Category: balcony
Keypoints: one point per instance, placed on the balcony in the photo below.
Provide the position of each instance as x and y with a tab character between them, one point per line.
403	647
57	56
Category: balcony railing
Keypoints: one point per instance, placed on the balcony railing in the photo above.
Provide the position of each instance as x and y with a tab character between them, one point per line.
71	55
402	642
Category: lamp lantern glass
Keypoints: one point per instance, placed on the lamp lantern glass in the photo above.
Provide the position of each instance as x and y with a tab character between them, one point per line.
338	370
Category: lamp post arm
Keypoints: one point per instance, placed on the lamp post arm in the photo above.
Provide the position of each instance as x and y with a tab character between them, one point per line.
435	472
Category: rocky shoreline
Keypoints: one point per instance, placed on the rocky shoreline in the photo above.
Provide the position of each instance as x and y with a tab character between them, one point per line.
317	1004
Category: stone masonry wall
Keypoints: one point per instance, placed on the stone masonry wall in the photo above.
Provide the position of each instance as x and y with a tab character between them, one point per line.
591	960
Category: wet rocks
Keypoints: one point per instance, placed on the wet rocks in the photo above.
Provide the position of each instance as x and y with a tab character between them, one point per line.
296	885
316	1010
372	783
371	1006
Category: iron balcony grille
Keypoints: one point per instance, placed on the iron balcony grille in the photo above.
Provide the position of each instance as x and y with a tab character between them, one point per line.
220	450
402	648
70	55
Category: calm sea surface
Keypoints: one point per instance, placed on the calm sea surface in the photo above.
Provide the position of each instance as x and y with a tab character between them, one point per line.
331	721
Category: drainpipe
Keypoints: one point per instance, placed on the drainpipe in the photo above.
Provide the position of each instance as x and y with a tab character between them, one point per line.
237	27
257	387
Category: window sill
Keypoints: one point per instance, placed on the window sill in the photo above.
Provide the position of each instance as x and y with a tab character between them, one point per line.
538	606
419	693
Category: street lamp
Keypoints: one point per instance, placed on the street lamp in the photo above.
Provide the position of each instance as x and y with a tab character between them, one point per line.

-------

**Task to carry out**
Reproduce the stretch of the data from the line containing "Category: window sill" through the last line of the data, including both ends, and copy it verbatim.

**Result of this task**
Category: window sill
Keypoints: one point per instance, placed on the window sill in the photo above.
Provide the position of each instance as x and y with a tab character between them, one point per line.
538	606
419	693
Category: street lamp
Keypoints: one point per instance, placed on the street lamp in the photo above.
Provide the position of each instance as x and y with a tab character between them, one point per line.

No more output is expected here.